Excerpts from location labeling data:
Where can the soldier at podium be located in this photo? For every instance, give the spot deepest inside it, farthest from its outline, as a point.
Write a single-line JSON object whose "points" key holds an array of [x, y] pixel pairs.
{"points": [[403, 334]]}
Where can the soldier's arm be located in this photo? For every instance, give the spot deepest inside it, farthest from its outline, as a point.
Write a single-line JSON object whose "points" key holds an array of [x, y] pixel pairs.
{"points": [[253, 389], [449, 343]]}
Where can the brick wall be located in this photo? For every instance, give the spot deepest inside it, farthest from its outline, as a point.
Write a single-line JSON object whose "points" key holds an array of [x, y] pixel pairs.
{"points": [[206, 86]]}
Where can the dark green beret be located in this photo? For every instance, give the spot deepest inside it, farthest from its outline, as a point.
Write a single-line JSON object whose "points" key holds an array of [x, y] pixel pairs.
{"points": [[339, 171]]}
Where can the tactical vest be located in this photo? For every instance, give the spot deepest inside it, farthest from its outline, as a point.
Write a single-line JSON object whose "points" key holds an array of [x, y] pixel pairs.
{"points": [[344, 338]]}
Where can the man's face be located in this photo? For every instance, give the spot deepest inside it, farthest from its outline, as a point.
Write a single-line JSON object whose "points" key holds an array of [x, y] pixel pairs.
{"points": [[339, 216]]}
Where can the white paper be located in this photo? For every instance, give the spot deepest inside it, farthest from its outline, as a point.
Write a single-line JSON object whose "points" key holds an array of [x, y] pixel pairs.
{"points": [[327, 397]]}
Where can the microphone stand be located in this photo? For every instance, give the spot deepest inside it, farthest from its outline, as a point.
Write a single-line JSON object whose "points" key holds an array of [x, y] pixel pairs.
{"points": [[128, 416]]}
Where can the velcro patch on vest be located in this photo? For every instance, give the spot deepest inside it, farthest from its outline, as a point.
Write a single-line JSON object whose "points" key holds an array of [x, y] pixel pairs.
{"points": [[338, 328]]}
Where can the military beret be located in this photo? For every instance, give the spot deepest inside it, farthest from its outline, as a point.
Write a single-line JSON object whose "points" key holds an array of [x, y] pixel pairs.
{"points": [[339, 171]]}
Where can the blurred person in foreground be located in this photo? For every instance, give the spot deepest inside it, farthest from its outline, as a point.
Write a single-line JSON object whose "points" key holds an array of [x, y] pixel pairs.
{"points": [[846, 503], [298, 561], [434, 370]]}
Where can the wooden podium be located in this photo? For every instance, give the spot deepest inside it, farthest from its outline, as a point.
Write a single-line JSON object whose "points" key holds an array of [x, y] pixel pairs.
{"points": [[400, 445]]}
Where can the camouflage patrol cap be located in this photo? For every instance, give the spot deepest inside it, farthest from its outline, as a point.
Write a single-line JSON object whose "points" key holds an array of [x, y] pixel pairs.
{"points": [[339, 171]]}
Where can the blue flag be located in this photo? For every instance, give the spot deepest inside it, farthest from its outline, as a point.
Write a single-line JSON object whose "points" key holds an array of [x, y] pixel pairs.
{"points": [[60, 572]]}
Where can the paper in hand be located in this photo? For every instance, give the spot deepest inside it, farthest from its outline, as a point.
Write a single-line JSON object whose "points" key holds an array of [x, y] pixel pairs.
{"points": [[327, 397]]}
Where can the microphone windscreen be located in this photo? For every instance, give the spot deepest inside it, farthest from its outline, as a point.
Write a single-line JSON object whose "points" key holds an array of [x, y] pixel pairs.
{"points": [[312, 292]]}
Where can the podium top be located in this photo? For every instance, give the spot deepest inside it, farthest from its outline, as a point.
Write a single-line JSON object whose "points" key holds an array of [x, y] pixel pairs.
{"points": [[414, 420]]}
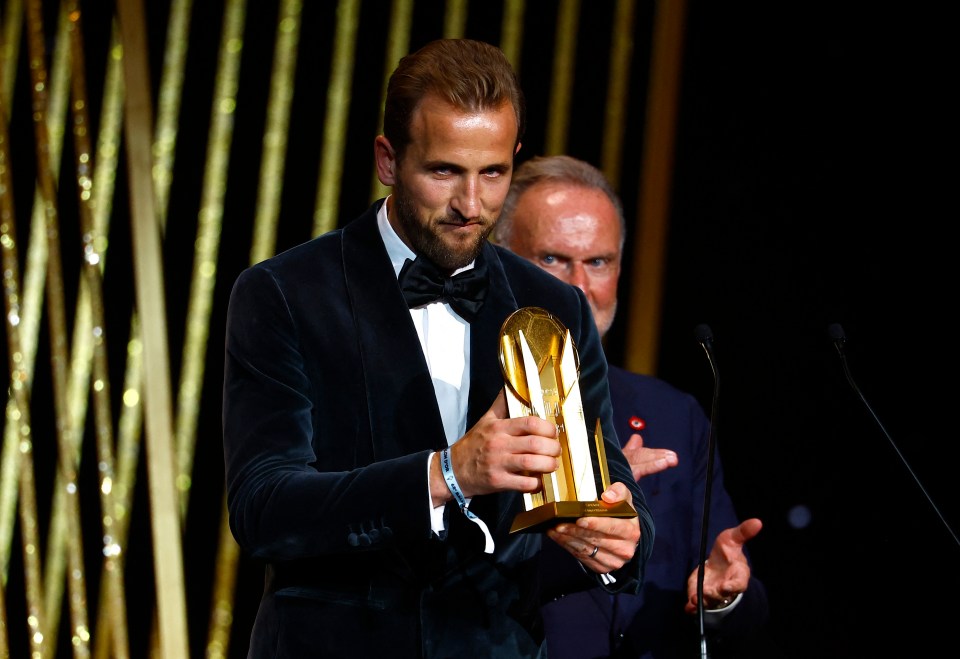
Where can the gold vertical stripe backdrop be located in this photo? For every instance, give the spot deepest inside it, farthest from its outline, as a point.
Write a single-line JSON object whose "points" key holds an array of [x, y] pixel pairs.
{"points": [[145, 235], [152, 155]]}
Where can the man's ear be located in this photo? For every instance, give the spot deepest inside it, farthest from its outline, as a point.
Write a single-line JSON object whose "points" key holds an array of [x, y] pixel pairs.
{"points": [[386, 160]]}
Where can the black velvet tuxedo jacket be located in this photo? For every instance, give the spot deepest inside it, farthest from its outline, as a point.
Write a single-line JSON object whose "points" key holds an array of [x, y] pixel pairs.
{"points": [[652, 624], [329, 416]]}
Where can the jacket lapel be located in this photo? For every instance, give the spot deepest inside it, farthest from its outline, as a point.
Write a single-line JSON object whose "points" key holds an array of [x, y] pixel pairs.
{"points": [[404, 417]]}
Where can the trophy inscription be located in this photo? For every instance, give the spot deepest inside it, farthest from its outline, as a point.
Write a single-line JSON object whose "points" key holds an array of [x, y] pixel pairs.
{"points": [[541, 371]]}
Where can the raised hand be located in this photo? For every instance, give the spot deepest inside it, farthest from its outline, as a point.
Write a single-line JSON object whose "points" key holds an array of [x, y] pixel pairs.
{"points": [[727, 572], [645, 461]]}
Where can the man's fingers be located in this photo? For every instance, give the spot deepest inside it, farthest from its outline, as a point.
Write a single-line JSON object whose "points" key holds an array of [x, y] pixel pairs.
{"points": [[746, 531]]}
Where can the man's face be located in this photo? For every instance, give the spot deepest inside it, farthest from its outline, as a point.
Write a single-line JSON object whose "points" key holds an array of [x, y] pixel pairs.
{"points": [[450, 186], [572, 232]]}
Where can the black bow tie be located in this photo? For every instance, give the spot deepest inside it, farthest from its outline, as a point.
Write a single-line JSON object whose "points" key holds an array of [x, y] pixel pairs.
{"points": [[422, 283]]}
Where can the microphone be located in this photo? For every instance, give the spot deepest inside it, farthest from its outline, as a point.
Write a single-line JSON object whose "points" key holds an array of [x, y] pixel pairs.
{"points": [[704, 337], [839, 337]]}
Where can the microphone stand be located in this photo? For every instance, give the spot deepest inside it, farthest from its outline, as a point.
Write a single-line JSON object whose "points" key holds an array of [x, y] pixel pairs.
{"points": [[839, 339], [705, 338]]}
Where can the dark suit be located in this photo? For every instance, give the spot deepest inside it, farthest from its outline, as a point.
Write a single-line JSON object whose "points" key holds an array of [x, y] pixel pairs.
{"points": [[329, 417], [653, 624]]}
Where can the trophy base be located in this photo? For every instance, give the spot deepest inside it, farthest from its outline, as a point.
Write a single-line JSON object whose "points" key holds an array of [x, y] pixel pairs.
{"points": [[550, 514]]}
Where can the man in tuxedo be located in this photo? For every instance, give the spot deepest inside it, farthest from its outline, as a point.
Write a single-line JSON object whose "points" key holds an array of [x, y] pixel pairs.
{"points": [[370, 459], [562, 214]]}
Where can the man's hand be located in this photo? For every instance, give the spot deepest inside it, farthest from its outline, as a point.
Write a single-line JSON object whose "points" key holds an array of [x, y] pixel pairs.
{"points": [[603, 544], [727, 571], [500, 454], [645, 461]]}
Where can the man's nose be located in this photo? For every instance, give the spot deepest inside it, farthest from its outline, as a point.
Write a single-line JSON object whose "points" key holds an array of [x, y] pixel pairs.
{"points": [[578, 277], [466, 200]]}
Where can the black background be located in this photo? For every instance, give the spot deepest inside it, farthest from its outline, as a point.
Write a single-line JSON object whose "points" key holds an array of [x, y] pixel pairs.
{"points": [[811, 188]]}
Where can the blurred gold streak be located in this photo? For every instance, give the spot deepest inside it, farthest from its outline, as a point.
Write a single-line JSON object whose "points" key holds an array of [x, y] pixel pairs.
{"points": [[621, 52], [105, 171], [650, 241], [148, 279], [558, 120], [57, 328], [277, 131], [327, 204], [455, 19], [398, 42], [168, 103], [18, 407], [207, 244], [112, 558], [12, 29], [511, 32]]}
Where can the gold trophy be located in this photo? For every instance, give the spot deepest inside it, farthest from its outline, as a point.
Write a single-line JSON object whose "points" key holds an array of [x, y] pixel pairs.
{"points": [[541, 370]]}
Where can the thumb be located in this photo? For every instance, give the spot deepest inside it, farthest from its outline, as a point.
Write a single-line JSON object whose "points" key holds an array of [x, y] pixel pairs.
{"points": [[499, 408]]}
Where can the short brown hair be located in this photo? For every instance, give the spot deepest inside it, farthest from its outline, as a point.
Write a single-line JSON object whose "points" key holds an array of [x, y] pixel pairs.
{"points": [[470, 75]]}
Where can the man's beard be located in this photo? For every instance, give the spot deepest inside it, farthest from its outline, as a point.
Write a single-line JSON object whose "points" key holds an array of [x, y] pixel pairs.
{"points": [[427, 243]]}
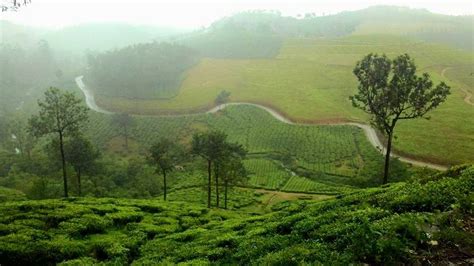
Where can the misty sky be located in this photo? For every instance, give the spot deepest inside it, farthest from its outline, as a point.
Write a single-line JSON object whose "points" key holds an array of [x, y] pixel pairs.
{"points": [[192, 14]]}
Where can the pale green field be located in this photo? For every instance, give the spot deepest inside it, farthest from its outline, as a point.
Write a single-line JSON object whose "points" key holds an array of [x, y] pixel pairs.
{"points": [[311, 80]]}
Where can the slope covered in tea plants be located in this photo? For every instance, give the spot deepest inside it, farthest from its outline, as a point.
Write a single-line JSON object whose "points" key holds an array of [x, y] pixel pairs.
{"points": [[428, 219]]}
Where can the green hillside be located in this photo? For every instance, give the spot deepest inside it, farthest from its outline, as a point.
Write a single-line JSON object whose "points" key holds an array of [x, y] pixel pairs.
{"points": [[310, 80], [331, 154], [409, 223]]}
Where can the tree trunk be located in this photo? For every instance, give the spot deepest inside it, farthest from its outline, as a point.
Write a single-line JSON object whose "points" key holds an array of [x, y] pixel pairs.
{"points": [[79, 181], [126, 138], [225, 194], [164, 185], [216, 175], [387, 158], [209, 183], [61, 146]]}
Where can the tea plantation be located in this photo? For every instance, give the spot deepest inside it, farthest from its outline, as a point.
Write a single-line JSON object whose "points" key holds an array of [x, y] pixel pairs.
{"points": [[427, 219]]}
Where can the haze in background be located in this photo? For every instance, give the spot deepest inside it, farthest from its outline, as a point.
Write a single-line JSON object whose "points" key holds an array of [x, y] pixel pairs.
{"points": [[193, 14]]}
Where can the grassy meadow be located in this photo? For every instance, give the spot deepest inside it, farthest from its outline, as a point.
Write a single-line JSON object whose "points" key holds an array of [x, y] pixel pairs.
{"points": [[335, 154], [310, 80], [399, 223]]}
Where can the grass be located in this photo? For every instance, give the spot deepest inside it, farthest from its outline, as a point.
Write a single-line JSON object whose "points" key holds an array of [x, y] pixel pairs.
{"points": [[333, 150], [266, 174], [407, 223], [310, 81]]}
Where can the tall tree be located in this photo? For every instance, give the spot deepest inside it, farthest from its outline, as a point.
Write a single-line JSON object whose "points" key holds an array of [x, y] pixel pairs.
{"points": [[23, 141], [124, 122], [232, 169], [165, 155], [61, 113], [81, 154], [391, 91], [209, 146]]}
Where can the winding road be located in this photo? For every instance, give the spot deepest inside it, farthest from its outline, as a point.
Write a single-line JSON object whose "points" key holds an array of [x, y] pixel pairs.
{"points": [[370, 133], [468, 97]]}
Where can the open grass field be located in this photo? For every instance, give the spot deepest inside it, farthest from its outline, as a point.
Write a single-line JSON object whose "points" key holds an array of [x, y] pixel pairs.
{"points": [[311, 79], [332, 151]]}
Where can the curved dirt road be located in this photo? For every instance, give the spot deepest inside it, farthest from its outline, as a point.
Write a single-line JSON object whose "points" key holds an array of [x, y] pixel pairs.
{"points": [[370, 133], [468, 97]]}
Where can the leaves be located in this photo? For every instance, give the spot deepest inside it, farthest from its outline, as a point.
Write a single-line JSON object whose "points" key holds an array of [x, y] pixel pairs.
{"points": [[390, 90], [60, 112]]}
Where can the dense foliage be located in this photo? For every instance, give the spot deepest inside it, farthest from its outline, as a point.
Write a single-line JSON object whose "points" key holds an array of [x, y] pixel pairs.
{"points": [[151, 70], [405, 222]]}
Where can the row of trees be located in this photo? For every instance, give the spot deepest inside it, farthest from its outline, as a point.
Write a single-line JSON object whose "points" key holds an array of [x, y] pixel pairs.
{"points": [[63, 116]]}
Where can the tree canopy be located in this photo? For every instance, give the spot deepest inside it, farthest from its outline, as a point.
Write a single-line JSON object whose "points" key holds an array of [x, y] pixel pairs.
{"points": [[390, 90]]}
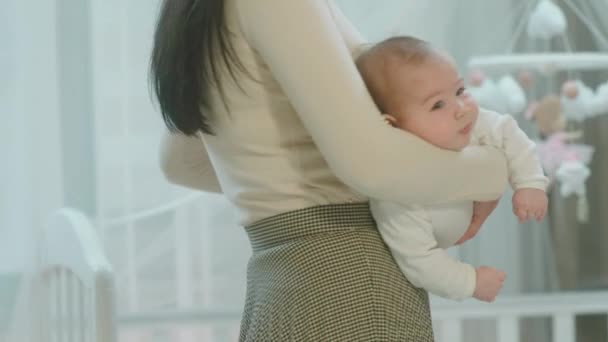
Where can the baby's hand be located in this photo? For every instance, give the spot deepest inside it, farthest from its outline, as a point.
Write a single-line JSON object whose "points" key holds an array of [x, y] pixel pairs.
{"points": [[488, 283], [529, 204]]}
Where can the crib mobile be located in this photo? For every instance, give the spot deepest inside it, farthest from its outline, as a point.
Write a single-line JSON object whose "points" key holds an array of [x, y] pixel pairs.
{"points": [[556, 117]]}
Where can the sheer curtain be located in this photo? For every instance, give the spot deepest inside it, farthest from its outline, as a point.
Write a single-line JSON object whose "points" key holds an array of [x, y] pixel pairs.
{"points": [[31, 174]]}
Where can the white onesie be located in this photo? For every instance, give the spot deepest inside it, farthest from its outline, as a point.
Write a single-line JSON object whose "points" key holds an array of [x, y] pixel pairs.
{"points": [[418, 235]]}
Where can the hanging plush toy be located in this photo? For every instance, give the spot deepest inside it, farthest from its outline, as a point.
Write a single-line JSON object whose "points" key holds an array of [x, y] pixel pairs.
{"points": [[562, 159]]}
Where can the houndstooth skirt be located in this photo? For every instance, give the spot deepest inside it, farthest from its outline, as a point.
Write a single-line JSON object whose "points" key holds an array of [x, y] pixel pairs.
{"points": [[324, 274]]}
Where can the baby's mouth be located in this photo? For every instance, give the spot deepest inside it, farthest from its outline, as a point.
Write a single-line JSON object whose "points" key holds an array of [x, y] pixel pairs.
{"points": [[466, 129]]}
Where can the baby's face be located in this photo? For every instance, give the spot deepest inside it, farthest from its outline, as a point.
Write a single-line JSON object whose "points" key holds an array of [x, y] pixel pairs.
{"points": [[434, 104]]}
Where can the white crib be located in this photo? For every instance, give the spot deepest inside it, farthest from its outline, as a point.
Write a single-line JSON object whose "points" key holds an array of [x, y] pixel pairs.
{"points": [[75, 287]]}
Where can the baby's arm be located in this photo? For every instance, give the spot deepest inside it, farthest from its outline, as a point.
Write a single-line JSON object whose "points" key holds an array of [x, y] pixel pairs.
{"points": [[525, 171], [411, 240], [184, 161], [524, 167]]}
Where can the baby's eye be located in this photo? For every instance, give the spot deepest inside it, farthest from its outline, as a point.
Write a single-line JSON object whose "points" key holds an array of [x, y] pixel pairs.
{"points": [[438, 105]]}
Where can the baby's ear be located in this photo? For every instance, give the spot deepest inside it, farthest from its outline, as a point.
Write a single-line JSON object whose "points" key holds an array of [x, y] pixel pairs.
{"points": [[389, 119]]}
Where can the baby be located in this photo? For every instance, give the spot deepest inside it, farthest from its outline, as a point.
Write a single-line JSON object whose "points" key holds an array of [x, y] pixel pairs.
{"points": [[422, 90]]}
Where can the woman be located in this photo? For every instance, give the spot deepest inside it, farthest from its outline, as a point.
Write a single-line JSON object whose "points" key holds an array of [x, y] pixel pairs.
{"points": [[298, 146]]}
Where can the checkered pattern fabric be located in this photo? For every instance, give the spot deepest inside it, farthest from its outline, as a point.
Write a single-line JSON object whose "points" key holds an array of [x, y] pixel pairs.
{"points": [[324, 274]]}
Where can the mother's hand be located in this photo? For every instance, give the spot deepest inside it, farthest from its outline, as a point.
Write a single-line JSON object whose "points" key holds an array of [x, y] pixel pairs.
{"points": [[481, 211]]}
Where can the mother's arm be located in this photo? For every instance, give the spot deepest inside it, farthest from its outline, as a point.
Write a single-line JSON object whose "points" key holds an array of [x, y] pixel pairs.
{"points": [[318, 75], [184, 161]]}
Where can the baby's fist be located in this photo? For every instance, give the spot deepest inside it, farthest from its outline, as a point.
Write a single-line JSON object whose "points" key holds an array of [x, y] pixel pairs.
{"points": [[529, 203]]}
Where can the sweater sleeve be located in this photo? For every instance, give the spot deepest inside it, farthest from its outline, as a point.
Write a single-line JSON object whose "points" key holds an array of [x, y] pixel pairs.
{"points": [[525, 169], [412, 242], [353, 39], [303, 47], [184, 161]]}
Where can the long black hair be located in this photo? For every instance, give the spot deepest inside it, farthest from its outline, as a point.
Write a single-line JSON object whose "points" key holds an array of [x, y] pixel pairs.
{"points": [[191, 45]]}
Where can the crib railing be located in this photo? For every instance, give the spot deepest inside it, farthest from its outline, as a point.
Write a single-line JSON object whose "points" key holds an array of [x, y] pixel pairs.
{"points": [[562, 308]]}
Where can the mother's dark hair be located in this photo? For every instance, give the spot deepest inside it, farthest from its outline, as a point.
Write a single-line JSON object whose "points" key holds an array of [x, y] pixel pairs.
{"points": [[191, 46]]}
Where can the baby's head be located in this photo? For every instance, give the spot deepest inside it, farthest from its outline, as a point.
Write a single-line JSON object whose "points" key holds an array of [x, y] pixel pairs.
{"points": [[420, 90]]}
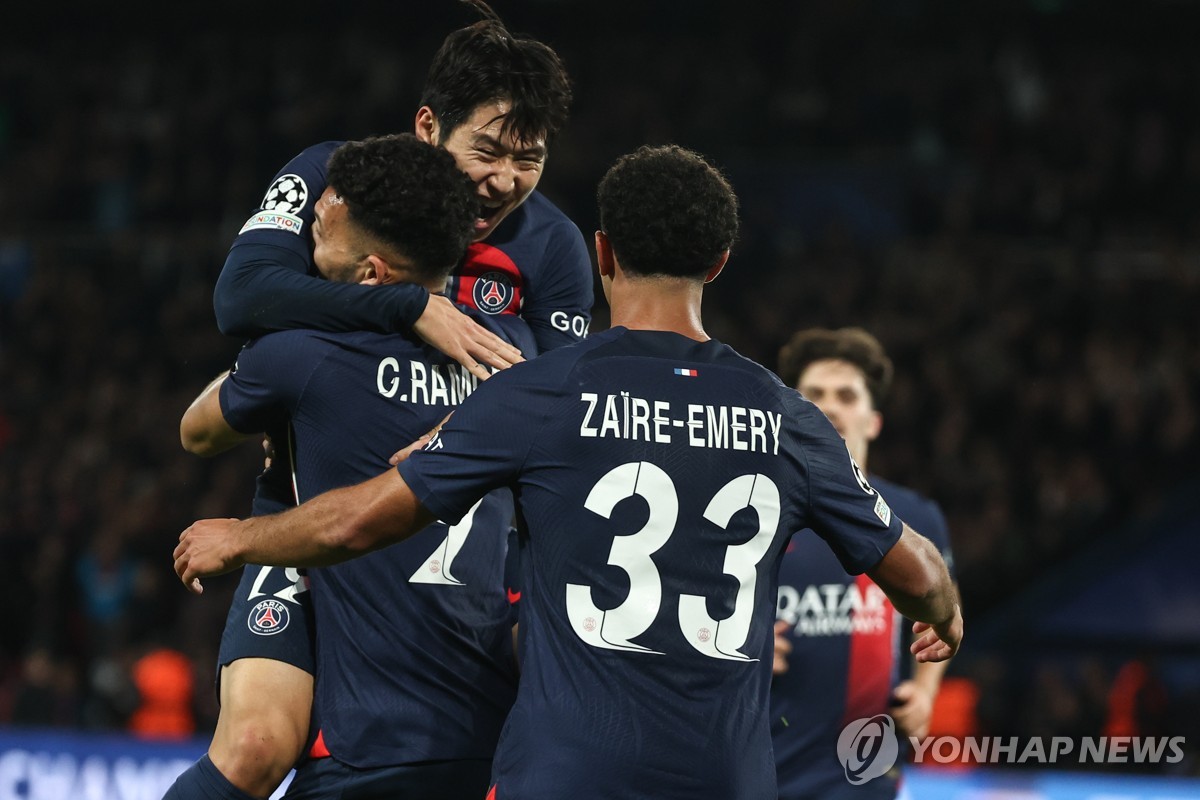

- GIVEN REQUEST: State how many lines of the records above contain the string "road", counting a match only when its case agrees. Reply with the number alone.

- ANSWER FOR THE TASK: 2